Data items:
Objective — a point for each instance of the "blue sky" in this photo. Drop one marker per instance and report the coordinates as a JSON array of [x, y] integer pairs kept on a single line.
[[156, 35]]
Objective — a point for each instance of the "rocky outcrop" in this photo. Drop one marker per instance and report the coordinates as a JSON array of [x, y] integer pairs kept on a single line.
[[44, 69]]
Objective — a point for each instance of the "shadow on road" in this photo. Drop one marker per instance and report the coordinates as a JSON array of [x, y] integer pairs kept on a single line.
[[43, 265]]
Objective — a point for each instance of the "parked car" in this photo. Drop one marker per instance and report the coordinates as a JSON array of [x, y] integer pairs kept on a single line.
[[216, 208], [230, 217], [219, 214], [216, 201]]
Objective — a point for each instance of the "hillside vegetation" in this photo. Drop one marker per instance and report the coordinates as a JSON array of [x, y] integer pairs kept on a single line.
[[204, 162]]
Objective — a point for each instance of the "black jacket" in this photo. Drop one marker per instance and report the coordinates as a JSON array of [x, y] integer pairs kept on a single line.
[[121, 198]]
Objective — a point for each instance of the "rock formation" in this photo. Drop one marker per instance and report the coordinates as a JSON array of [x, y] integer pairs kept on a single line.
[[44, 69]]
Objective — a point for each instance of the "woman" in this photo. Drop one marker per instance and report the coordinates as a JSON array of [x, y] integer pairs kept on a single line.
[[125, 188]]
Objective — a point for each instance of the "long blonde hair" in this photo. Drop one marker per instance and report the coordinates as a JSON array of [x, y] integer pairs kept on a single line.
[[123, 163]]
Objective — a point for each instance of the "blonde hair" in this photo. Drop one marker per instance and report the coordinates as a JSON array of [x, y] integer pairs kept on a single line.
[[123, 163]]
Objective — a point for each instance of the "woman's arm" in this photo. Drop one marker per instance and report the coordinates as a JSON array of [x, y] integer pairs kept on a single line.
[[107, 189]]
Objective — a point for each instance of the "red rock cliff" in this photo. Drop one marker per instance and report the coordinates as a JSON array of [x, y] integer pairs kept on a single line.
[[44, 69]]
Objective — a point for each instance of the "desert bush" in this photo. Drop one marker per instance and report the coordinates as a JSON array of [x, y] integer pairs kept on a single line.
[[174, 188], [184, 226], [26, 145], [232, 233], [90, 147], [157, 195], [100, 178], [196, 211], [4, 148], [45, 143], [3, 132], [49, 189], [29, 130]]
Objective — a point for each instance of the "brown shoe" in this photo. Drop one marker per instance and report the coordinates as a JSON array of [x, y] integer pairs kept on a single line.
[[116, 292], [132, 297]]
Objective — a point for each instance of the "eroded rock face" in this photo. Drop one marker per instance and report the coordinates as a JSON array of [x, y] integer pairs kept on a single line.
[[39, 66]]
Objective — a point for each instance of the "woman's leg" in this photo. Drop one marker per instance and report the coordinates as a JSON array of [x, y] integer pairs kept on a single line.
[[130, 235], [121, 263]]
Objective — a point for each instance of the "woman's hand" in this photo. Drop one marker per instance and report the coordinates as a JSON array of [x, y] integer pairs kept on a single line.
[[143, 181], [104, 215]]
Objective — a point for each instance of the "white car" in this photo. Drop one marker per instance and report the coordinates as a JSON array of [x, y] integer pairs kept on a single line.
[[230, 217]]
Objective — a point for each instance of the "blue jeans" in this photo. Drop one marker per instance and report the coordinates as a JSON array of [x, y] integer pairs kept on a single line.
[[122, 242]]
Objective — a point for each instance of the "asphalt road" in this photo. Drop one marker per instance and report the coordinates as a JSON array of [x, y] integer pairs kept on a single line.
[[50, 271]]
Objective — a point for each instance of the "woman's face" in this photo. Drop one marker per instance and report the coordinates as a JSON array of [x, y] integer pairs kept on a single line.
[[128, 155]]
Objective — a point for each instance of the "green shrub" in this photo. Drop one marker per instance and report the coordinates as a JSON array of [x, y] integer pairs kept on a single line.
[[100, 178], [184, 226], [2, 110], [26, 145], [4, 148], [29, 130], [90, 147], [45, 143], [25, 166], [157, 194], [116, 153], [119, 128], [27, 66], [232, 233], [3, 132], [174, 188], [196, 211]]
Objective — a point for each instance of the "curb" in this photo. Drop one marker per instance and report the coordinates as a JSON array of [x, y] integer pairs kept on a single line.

# WORK TO DO
Print every line of the records exactly. Omit nothing.

# ANSWER TO THIS EXERCISE
Objective — a point for each instance of the "blue sky" in this photo. Drop one marker per instance and report the coordinates as a JSON array of [x, y] integer pairs kept on a single line.
[[156, 35]]
Objective — a point for each instance of the "rocky outcrop" in this photo. Drop one marker per instance and report the coordinates as a JSON array of [x, y] integer pairs kept on a single line.
[[44, 69]]
Objective — a point for each instance of the "shadow on road" in this photo. Drop one marker per instance and report the coordinates as a JSON array of [x, y] integer pairs kept on a single line.
[[43, 265]]
Objective — a point for each instance of the "parked car" in this photo. Drop one marker per instance and report the coordinates as a JSON array of [x, y] integer pairs kept on a single line.
[[216, 208], [230, 217], [219, 214], [216, 201]]
Objective — a point for each instance of the "hillside vegetation" in this photo. Drop one marker per instance and report the coordinates as a JSON array of [x, y] integer pairs kept on a single line.
[[204, 162]]
Objective — a point for each instance of the "black jacket" in this photo. Drop one marker per instance and report the coordinates as a JSON array of [x, y] integer pairs kept on a single line.
[[121, 198]]
Objective — a point for each instance of the "rock formation" in this photo. Drop one marker per instance and report the coordinates as a JSON array of [x, y] integer pairs kept on a single line.
[[44, 69]]
Objective — a point for each instance of the "woman" in this photo. Drop one marker per instance and report the coordinates as a JSON array of [x, y] integer pairs kept on a single line.
[[125, 188]]
Objective — a point for each instance of the "long blonde hair" in this photo. Drop one marker per instance and report the coordinates as a JSON array of [x, y] integer pairs kept on a single line.
[[123, 163]]
Objective — a point for each instance of the "blonde hair" in this photo. Drop one marker per instance and report the coordinates as a JSON array of [x, y] integer pairs kept on a single line.
[[123, 163]]
Objective — a point for each instance of the "woman's arm" in this photo. Drop one marker per instance and report the coordinates as a JSON array of [x, y] integer pairs kept on a single line.
[[107, 189]]
Objective — a point for each instance of the "red rock cliff" in this photo. Drop one marker per instance and report the coordinates as a JSON array of [x, y] integer pairs kept on a single line.
[[44, 69]]
Objective — a point for each instance of the "desert bush" in this photo. Drop one marker per instance and report the coordinates as a JSON array of [x, y] integer pairs kept on a single line.
[[174, 188], [184, 226], [26, 145], [232, 233], [90, 147], [157, 195], [100, 178], [196, 211], [4, 148], [45, 143], [3, 132], [49, 189], [29, 130]]
Objective — a point for each instance of the "brown shoe" in this photo. Drop one marker per instance and report the coordinates as a JSON array of [x, y] integer pairs kept on a single line.
[[116, 292], [132, 297]]
Objective — a point for each instance of the "eroded rock face" in this photo. Drop one marker per instance and report the coordinates as a JSON array of [x, y] integer pairs kept on a single line.
[[39, 66]]
Objective — a point for each instance of the "woman's leg" in this photo. Drop one marker per instance and report the coordinates as a JSON array of [x, y] integer pairs kept on a single line.
[[130, 235], [121, 263]]
Objective — a point for each instance of the "woman's hand" in this photo. Drop one marker per instance and report the coordinates as a JSON array of [x, y] integer pairs kept on a single line.
[[143, 181], [104, 215]]
Objective — a point for each instance of the "white car" in this photo. Drop one marker per instance and report the coordinates as a JSON array of [x, y] integer pairs kept on a single line.
[[230, 217]]
Objective — a point for each instance of the "blue jeans" in this photo. Drop one marker per instance and report the coordinates as a JSON array of [x, y] integer pairs kept on a single line.
[[122, 242]]
Objective — a point for each instance of the "asphalt road" in this photo. Drop one marker per instance and report the coordinates as a JSON array of [x, y] integer pairs kept on a single line.
[[50, 271]]
Objective — a point for each instance of the "woman's face" in this photo. Drop one marker per instance and report the coordinates as a JSON array of [x, y] integer pairs kept on a single line.
[[128, 155]]
Objective — a point for each instance of the "green shrub" in this photo. Drop one marker per instance and report the coordinates as a JSON array of [x, y] integer pairs kept on a single line.
[[100, 178], [184, 226], [2, 110], [26, 145], [4, 148], [29, 130], [90, 147], [45, 143], [25, 166], [157, 194], [116, 153], [119, 128], [27, 66], [232, 233], [3, 132], [174, 188], [196, 211]]
Objective — a point for each instance of the "curb" in this photo. Drop one marker per instance and report the coordinates as a JSON array of [x, y] integer pairs kept on a single line.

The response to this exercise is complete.